* [TRY IT]: In the reply, include exactly the lines of the entries below from the first to the line with "the white balcony", that line included.

Segment Start: SUPPLIED RECORDS

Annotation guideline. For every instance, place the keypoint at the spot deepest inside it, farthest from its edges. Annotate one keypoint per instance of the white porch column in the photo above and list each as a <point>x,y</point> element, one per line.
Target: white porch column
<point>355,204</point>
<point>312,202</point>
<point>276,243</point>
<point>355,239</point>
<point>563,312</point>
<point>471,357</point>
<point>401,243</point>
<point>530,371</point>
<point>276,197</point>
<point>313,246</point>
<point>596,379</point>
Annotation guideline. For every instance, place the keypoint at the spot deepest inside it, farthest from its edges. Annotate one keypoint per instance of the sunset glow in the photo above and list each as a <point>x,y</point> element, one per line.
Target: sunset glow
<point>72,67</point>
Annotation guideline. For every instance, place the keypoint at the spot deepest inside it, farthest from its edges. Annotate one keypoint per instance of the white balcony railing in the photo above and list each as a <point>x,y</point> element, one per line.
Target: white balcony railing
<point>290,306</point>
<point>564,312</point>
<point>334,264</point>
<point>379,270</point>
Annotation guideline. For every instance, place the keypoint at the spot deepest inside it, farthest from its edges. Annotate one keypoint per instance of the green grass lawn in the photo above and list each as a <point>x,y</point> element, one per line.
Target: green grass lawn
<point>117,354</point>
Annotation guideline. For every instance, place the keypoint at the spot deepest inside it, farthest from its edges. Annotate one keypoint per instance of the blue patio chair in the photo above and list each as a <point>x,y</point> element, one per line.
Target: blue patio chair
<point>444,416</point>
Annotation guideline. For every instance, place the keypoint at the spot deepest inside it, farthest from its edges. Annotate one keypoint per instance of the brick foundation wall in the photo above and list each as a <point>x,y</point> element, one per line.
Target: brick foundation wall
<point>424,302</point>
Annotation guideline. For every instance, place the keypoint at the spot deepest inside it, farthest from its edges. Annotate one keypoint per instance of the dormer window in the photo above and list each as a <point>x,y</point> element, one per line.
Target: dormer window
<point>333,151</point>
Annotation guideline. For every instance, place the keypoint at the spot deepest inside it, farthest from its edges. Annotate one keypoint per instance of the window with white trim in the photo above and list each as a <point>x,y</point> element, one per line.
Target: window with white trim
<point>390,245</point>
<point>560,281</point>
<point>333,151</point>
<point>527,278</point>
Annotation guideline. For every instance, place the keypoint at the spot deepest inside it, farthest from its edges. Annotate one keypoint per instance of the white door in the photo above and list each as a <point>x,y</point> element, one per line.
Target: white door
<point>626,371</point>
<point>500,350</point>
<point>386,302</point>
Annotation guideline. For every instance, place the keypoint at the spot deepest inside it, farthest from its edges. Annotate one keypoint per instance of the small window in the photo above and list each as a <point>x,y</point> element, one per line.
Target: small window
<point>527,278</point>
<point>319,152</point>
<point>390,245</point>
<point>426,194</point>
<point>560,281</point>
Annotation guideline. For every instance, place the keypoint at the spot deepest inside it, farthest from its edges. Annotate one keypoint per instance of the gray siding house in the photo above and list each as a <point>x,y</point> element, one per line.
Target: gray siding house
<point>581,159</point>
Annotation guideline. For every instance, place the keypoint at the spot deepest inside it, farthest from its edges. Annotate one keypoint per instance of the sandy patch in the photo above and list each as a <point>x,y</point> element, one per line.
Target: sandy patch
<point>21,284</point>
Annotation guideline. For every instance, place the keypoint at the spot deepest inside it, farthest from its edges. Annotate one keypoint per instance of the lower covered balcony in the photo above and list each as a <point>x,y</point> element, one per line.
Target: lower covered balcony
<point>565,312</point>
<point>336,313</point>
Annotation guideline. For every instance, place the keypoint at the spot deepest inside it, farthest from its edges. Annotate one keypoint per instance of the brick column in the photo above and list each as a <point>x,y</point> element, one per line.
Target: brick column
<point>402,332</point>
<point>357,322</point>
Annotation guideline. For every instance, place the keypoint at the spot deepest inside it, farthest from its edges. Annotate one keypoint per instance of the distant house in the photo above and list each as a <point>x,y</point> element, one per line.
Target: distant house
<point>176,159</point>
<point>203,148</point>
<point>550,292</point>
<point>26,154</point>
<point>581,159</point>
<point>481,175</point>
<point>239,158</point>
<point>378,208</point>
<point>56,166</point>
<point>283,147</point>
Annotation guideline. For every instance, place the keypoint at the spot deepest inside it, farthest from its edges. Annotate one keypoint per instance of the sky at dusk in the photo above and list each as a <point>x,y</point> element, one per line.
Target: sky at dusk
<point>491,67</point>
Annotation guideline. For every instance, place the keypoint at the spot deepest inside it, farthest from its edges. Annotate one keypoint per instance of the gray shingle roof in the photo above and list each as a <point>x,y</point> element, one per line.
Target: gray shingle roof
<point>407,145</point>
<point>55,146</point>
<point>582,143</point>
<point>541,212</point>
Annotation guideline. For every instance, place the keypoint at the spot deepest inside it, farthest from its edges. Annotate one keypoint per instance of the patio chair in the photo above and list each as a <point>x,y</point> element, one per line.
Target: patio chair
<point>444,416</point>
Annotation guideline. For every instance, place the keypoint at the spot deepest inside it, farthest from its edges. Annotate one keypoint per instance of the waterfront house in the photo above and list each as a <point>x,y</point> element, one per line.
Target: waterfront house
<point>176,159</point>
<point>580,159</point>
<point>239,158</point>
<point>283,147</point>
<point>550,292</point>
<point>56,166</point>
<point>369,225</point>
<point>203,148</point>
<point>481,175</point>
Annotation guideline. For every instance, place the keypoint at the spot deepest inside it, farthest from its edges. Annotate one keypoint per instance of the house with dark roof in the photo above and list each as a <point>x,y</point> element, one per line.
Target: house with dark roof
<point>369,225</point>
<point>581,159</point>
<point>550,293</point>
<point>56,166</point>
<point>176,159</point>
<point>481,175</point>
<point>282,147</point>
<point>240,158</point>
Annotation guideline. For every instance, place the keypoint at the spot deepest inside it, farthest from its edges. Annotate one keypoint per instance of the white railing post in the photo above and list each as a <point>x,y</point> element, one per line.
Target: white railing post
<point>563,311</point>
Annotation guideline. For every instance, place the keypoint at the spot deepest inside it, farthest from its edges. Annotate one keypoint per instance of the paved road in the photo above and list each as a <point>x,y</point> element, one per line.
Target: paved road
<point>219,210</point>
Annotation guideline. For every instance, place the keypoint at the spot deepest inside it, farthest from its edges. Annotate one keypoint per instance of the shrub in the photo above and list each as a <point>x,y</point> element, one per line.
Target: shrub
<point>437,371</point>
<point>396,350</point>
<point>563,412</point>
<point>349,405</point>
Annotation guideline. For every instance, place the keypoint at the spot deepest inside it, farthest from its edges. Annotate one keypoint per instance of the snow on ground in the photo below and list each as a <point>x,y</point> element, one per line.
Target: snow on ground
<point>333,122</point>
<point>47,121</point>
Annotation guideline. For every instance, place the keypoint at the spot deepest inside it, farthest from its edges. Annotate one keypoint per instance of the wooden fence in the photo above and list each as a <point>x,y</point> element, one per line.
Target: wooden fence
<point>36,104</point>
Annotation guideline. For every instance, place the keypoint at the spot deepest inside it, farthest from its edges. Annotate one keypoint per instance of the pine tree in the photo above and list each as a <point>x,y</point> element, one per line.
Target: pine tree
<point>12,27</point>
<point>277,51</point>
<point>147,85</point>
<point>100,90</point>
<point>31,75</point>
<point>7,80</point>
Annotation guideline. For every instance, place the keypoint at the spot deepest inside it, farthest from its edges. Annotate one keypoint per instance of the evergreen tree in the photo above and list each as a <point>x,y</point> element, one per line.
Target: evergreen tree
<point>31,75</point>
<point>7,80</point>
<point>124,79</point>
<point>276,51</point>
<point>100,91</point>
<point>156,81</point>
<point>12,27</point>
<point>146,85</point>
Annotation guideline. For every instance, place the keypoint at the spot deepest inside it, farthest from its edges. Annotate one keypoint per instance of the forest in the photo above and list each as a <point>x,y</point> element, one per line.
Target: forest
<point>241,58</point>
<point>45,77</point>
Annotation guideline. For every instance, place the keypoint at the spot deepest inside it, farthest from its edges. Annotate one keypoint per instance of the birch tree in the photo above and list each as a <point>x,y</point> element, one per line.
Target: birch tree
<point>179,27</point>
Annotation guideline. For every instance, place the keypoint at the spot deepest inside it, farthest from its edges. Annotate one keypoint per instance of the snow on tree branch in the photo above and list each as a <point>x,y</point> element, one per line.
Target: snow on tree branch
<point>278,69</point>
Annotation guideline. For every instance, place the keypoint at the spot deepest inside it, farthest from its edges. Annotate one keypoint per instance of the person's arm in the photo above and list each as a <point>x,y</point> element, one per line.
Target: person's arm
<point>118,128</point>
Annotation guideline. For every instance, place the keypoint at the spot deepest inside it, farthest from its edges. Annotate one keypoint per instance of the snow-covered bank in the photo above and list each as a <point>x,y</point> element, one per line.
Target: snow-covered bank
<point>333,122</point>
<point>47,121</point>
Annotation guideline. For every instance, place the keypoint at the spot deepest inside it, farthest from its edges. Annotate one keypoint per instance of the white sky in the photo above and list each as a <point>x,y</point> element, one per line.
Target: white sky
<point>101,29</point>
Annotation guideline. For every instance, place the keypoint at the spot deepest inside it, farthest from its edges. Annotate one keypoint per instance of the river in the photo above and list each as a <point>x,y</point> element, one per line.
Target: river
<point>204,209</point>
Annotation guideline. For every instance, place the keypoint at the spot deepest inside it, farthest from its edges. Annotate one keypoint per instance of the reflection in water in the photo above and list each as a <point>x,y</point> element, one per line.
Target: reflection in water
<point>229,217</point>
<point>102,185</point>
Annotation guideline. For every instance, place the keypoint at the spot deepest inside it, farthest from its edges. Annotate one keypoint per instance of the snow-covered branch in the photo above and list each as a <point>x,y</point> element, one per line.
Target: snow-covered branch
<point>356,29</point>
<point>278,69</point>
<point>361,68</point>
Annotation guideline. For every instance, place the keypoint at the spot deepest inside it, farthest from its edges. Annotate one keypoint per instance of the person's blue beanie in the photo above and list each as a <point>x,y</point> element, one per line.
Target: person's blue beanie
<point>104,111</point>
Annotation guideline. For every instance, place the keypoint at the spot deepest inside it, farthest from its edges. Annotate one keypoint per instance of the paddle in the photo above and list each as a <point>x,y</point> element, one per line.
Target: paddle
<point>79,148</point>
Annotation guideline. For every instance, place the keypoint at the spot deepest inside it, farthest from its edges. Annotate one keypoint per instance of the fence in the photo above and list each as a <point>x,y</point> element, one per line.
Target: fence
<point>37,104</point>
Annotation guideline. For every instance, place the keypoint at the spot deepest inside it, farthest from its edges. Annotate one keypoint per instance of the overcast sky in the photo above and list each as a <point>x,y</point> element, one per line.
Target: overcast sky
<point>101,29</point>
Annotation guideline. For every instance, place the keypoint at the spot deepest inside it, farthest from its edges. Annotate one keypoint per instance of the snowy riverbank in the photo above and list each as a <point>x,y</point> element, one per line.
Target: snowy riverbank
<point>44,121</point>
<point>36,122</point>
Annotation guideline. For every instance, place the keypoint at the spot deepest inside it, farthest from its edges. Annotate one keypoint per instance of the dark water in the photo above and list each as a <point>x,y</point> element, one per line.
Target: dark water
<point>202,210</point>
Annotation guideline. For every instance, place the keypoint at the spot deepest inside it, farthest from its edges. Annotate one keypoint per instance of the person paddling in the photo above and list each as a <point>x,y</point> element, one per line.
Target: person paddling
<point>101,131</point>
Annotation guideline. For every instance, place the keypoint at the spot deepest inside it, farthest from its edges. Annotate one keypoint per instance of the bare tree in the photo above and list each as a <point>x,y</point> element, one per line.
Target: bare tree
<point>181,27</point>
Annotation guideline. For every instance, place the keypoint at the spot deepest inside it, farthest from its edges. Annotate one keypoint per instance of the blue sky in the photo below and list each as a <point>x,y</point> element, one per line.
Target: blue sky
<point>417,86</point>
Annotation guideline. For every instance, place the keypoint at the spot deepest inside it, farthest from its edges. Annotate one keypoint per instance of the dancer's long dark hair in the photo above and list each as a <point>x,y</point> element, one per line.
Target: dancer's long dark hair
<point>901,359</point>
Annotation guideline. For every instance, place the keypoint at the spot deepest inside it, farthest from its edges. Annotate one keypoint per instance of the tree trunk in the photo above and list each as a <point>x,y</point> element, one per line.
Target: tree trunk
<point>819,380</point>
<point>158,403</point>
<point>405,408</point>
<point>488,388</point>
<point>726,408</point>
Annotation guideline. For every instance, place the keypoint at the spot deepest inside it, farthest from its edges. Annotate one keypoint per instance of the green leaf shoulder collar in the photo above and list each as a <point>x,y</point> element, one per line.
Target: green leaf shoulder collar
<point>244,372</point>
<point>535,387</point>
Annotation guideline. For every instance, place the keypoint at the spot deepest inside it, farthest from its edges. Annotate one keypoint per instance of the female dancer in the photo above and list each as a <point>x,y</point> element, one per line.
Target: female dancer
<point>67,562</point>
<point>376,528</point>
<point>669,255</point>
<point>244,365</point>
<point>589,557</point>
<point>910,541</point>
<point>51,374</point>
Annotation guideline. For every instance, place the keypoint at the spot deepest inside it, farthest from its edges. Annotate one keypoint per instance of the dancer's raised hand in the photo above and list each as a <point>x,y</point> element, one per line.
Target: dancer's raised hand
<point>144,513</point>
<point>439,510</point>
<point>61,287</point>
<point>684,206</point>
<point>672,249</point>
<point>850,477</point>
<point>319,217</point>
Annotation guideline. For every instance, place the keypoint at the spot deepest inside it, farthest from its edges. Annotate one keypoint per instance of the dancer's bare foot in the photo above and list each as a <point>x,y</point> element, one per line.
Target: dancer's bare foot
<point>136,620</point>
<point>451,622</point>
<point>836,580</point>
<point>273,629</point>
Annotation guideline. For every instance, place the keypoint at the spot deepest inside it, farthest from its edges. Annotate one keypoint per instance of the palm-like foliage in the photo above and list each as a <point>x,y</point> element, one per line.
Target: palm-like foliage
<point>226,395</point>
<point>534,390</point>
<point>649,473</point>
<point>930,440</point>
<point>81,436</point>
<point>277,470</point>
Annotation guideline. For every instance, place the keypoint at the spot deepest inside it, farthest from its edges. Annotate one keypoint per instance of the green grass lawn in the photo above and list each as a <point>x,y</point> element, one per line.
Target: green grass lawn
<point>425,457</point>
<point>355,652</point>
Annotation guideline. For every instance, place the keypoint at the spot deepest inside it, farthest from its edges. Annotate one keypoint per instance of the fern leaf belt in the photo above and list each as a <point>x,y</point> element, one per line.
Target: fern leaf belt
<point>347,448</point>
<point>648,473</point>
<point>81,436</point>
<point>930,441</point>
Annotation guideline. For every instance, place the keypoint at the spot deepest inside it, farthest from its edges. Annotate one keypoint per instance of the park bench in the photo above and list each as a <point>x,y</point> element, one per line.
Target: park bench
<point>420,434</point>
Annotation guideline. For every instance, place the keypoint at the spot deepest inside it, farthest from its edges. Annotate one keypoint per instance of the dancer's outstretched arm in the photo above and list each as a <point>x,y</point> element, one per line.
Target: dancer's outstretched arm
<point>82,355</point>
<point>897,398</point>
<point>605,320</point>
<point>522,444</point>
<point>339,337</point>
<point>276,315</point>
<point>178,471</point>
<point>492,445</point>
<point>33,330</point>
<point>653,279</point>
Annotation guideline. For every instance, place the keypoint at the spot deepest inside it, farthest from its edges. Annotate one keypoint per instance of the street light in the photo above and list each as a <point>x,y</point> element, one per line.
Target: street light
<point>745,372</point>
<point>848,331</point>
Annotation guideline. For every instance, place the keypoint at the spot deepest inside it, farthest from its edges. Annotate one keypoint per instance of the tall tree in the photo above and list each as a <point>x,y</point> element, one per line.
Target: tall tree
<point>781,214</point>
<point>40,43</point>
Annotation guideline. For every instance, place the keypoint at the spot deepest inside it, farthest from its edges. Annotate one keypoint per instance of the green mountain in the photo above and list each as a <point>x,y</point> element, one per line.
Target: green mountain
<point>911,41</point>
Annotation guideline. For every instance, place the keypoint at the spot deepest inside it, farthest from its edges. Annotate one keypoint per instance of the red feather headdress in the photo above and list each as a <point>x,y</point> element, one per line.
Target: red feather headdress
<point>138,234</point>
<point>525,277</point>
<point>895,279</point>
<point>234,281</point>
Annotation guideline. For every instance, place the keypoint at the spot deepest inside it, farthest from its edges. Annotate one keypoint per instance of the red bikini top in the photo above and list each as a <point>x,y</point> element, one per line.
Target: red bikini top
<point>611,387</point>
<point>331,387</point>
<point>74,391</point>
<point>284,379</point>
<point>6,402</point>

Segment End: SUPPLIED RECORDS

* [RESULT OF THIS TASK]:
Annotation guideline. For every instance, place the keypoint at the spot deepest inside it, farthest from its edges. Annotate one keypoint per instance of the white porch column in the photo above and list each as a <point>x,y</point> element, one per line.
Target: white porch column
<point>355,204</point>
<point>312,202</point>
<point>276,243</point>
<point>355,239</point>
<point>563,312</point>
<point>471,357</point>
<point>401,243</point>
<point>530,371</point>
<point>276,197</point>
<point>313,246</point>
<point>596,379</point>
Annotation guideline. For every instance, place the keypoint at the spot deepest inside it, farthest from its edges. Annotate one keypoint per instance of the sunset glow in the photo above and list each as a <point>x,y</point> element, one per line.
Target: sunset glow
<point>72,67</point>
Annotation guideline. For every instance, place the keypoint at the spot deepest inside it, farthest from its edges. Annotate one keypoint per instance of the white balcony railing in the photo above and list each as a <point>x,y</point> element, one per line.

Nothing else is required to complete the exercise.